Work to do: Pull out the text of every item below, copying each line word for word and omitting the pictures.

-----

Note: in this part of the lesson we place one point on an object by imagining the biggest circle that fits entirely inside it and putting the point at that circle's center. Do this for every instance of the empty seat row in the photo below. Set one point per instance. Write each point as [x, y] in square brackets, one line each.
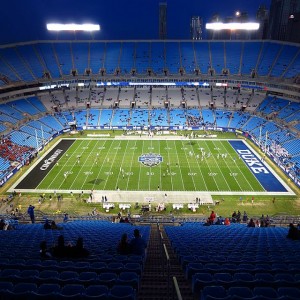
[86, 278]
[227, 280]
[219, 292]
[113, 262]
[194, 267]
[73, 291]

-----

Reply to the exercise:
Note: in this part of the lesson we place one point on an object by imagining the biggest circle that fits entirely inside it and putting the point at that circle's center. Do this for every instance of the empty seat row in the photo below. Set one point per instance. Write each point as [x, y] in square brackets, one line each.
[86, 278]
[227, 280]
[219, 292]
[113, 262]
[194, 267]
[73, 291]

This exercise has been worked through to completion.